# Who's got the biggest ..........?



## bobmac (Jul 1, 2012)

...........Television
I saw on a high street shop's website that they now class smaller screen tvs as less than 30 inches.
I remember our familly getting a huge posh new 28 in as the biggest you could buy at the time.
So what size is yours ?
Mine is an old 32in  big box but still works perfectly.


----------



## bigslice (Jul 1, 2012)

43 inches (rear projection)


----------



## One Planer (Jul 1, 2012)

bobmac said:



			...........Television
I saw on a high street shop's website that they now class smaller screen tvs as less than 30 inches.
I remember our familly getting a huge posh new 28 in as the biggest you could buy at the time.
So what size is yours ?
Mine is an old 32in  big box but still works perfectly.
		
Click to expand...

Same here Bob :thup:


----------



## Chrimbo (Jul 1, 2012)

42" inches ( HD ) - my wife thought it was too big but it seams small now


----------



## upsidedown (Jul 1, 2012)

50" rear projection HD


----------



## DappaDonDave (Jul 1, 2012)

It's all in relation to how far you sit away from it, mine looks a ok size from my chair, but at 2ft it's HUGE!

42inches


----------



## gripitripit (Jul 1, 2012)

42 inch here. LCD. Will not fit anything bigger in corner..!


----------



## philsh (Jul 1, 2012)

46" hd, fits just nice.


----------



## Rooter (Jul 1, 2012)

46"LED that's under 1/2" thick. Wall mounted similar to how you hand a picture. Looks fantastic and actually somehow looks smaller than my old 40" lcd!


----------



## Wolfman (Jul 1, 2012)

Rooter said:



			46"LED that's under 1/2" thick. Wall mounted similar to how you hand a picture. Looks fantastic and actually somehow looks smaller than my old 40" lcd!
		
Click to expand...

We tried this way of having the TV mounted on the wall, hated it as you have to look upwards to see the dam thing, normal height on stand in a lounge , wall hanging in a pub or hotel


42" LCD LG superb tv with 5.1 surround sound home cinema


----------



## 6inchcup (Jul 1, 2012)

50 inch led smart tv (samsung) in the lounge 42 led in the conservatory and  32 inch in the bed room all with sky


----------



## Piece (Jul 1, 2012)

40" lcd hd.


----------



## mouth (Jul 1, 2012)

Task to complete - Please write out the TV size thread word for word from "## DappaDonDave (Jul" up to and including "gripitripit (Jul 1, 2012)".

Dataset records -
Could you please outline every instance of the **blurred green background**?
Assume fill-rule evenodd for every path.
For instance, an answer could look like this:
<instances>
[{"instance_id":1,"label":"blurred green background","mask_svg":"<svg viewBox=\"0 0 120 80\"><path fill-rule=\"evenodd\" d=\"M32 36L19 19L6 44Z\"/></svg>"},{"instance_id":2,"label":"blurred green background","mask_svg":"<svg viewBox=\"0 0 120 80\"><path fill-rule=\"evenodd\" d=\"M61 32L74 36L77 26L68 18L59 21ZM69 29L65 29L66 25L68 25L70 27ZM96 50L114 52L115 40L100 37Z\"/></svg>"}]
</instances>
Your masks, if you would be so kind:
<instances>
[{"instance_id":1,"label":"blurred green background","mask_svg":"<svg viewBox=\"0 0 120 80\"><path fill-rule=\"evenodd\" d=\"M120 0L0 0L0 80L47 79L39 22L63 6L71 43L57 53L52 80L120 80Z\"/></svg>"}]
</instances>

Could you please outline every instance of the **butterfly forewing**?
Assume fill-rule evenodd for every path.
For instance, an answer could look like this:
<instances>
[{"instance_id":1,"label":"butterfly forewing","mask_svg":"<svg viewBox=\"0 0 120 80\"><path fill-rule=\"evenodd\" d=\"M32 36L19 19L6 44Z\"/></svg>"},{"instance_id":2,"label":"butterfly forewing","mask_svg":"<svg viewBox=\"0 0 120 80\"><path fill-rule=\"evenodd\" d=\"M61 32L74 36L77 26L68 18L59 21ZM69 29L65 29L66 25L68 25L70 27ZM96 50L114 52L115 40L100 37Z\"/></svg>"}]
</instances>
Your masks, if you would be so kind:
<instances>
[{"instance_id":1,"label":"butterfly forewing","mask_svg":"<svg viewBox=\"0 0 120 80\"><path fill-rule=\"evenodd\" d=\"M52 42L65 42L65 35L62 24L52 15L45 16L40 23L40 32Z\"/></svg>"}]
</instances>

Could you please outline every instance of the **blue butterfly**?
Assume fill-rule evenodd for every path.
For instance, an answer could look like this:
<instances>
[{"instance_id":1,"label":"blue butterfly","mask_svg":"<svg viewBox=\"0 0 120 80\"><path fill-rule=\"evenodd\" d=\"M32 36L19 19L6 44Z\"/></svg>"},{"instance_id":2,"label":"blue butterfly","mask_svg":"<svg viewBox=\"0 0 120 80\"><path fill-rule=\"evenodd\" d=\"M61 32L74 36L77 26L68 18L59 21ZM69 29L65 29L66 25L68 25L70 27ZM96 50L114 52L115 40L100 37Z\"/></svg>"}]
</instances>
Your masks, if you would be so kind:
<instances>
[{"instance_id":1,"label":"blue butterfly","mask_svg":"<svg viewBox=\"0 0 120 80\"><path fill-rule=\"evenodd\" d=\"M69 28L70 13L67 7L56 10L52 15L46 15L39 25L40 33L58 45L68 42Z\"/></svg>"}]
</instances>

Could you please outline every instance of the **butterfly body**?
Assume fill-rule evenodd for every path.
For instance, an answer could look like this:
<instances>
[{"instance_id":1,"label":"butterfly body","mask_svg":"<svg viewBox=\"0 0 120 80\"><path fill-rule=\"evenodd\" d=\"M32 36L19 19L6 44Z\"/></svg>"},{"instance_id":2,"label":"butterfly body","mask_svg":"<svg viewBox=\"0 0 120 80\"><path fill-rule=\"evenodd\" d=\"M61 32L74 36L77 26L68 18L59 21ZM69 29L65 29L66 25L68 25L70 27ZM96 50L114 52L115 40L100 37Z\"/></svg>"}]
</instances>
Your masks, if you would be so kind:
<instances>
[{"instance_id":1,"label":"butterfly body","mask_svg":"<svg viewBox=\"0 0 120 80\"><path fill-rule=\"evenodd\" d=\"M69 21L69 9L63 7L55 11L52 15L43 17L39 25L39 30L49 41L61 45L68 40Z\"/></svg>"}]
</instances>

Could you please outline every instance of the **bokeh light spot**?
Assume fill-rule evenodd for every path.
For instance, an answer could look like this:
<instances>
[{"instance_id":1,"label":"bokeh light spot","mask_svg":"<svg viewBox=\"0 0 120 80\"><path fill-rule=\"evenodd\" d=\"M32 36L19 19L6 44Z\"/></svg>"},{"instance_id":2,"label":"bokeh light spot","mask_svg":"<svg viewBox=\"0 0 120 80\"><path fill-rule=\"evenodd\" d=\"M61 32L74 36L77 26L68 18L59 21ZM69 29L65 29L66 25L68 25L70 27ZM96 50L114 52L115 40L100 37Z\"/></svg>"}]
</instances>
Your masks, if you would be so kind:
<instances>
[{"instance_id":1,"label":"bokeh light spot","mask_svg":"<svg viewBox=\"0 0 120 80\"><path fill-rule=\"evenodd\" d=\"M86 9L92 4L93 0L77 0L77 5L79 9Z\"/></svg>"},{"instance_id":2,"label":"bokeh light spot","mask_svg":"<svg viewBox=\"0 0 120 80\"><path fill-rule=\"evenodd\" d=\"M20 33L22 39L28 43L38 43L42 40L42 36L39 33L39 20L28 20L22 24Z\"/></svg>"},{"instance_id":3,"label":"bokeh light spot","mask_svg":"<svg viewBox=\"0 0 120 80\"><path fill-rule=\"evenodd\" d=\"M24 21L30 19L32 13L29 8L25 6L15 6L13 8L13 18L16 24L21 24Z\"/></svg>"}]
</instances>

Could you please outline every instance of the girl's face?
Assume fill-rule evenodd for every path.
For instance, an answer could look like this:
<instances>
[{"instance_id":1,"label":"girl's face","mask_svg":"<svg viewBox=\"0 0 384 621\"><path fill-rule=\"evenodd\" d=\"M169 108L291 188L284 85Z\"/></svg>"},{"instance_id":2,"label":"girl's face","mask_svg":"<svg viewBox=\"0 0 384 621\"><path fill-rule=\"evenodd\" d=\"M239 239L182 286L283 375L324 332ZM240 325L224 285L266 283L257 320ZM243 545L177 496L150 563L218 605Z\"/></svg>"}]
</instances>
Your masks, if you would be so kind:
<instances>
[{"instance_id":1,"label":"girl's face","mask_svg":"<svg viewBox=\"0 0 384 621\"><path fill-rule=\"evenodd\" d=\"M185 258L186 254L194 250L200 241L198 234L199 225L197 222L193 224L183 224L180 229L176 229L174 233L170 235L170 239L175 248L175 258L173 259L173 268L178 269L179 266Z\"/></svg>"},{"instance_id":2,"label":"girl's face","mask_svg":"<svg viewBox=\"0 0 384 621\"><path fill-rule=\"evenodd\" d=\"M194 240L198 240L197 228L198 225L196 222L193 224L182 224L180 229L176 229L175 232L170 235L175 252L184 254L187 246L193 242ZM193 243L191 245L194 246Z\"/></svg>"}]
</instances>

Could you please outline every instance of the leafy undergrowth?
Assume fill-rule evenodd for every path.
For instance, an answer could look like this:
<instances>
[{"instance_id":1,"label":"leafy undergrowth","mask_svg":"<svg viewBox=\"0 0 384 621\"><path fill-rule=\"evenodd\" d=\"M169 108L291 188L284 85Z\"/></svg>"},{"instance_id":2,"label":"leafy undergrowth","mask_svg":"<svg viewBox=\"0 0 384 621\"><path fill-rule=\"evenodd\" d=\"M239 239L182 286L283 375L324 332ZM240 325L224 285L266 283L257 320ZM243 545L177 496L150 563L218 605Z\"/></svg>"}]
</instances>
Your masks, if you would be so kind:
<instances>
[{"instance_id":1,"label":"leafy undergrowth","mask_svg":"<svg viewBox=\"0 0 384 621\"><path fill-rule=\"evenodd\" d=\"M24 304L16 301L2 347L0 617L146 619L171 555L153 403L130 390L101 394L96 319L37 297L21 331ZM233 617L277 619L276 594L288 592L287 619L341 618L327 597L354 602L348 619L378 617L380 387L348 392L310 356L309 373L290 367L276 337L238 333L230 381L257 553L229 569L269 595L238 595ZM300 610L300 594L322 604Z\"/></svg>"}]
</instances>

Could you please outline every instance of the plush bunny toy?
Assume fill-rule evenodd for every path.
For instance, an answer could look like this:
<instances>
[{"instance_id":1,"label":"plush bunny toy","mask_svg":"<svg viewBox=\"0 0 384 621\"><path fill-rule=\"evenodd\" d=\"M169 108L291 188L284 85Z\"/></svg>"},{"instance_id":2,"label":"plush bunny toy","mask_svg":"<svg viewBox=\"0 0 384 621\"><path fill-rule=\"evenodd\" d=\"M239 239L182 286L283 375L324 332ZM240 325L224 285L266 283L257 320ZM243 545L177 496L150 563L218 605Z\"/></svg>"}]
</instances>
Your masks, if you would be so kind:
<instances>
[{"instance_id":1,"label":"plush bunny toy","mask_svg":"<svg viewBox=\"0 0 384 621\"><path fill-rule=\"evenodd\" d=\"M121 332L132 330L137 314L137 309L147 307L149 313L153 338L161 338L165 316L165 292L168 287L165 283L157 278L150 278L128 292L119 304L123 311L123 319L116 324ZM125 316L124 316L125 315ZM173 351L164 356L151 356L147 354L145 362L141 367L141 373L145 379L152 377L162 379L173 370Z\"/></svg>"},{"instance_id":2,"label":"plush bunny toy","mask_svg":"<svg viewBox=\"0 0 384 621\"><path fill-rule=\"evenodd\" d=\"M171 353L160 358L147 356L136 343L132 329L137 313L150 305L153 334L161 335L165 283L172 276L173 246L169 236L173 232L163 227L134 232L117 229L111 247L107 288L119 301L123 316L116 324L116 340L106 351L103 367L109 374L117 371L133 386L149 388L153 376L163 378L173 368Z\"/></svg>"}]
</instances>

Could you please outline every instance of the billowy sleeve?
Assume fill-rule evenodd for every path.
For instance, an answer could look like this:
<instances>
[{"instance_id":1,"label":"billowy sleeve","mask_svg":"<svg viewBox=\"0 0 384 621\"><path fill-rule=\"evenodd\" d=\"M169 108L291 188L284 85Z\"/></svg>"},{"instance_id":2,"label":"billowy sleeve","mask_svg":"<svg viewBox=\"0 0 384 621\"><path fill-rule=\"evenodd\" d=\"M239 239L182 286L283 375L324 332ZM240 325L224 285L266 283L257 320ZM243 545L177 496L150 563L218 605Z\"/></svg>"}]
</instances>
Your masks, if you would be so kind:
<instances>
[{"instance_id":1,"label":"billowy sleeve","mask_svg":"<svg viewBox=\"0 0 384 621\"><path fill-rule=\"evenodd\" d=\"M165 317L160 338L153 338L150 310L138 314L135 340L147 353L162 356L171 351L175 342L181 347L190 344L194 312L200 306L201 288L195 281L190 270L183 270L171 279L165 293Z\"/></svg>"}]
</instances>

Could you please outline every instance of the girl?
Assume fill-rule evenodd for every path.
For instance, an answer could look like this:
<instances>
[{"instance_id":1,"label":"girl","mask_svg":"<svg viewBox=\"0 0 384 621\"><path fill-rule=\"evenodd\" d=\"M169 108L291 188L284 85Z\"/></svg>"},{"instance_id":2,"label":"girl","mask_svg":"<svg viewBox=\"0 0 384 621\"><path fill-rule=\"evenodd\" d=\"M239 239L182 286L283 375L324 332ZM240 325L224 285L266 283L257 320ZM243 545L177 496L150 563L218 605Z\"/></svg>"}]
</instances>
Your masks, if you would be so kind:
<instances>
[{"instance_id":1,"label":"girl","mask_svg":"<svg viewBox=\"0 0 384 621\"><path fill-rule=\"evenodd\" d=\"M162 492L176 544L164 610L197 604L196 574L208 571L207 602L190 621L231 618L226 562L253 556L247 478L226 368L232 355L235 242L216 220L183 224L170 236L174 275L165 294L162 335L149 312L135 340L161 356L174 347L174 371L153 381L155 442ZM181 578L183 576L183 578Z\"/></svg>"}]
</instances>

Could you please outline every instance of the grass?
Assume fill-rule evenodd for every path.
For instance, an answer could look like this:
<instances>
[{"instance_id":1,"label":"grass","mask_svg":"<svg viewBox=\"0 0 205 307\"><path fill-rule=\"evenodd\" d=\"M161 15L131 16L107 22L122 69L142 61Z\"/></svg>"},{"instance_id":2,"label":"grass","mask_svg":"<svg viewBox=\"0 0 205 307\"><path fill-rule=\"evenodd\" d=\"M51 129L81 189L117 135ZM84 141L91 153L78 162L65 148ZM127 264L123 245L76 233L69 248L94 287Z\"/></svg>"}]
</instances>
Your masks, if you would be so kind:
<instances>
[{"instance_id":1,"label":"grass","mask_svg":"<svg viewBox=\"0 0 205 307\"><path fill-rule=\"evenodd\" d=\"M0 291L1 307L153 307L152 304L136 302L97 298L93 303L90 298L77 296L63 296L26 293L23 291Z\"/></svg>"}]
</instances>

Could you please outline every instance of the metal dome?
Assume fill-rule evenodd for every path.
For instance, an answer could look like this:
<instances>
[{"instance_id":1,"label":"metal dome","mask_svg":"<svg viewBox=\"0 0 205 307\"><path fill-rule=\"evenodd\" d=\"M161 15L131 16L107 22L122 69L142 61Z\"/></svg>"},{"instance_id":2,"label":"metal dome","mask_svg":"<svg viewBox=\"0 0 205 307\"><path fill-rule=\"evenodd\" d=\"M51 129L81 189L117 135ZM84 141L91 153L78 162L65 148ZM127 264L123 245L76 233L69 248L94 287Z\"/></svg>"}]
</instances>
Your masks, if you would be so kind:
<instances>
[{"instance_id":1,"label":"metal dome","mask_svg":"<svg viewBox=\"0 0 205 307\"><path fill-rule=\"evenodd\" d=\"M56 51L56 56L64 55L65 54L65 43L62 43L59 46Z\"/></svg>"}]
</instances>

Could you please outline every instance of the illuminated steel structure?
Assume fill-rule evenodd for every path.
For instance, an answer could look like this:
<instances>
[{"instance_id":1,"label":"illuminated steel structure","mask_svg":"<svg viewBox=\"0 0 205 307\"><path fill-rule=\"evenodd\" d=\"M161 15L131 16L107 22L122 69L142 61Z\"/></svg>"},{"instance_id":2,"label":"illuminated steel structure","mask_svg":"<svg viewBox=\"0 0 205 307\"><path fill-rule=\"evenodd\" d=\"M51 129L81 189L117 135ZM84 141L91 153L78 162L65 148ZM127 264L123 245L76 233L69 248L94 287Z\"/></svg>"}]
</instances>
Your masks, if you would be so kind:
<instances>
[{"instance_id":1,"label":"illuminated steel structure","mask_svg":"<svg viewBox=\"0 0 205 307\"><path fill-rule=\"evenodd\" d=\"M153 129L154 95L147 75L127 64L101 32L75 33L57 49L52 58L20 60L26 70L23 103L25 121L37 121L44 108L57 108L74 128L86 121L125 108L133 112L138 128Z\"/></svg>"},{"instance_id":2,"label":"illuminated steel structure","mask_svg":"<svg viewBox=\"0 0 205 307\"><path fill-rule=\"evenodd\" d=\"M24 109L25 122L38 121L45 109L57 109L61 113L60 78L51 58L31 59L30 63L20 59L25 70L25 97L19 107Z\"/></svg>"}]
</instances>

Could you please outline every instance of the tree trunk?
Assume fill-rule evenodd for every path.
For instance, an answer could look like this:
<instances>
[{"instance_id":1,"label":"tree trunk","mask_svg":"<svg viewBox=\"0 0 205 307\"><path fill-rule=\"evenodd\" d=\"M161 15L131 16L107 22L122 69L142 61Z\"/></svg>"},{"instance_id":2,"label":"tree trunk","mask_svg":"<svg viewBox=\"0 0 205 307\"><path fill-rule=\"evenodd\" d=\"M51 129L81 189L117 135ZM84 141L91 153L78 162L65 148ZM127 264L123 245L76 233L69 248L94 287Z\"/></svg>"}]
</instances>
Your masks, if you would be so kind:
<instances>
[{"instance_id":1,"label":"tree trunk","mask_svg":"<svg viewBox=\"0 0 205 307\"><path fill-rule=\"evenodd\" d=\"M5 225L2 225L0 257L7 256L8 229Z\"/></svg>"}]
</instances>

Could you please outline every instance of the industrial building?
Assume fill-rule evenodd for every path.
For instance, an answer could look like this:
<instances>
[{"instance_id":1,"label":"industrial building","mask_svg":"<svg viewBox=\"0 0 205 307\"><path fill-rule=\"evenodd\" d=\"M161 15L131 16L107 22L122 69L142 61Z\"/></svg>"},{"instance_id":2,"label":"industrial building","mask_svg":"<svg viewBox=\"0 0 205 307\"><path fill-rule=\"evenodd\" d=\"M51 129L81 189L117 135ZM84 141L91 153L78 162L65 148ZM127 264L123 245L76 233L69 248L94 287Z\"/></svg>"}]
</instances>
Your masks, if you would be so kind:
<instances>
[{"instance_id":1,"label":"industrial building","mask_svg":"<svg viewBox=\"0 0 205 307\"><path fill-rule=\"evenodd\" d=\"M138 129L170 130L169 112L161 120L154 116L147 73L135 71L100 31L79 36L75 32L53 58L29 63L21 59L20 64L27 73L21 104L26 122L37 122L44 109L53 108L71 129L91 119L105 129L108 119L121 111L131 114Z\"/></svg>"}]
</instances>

In response -
## DappaDonDave (Jul 1, 2012)

It's all in relation to how far you sit away from it, mine looks a ok size from my chair, but at 2ft it's HUGE!

42inches


----------



## gripitripit (Jul 1, 2012)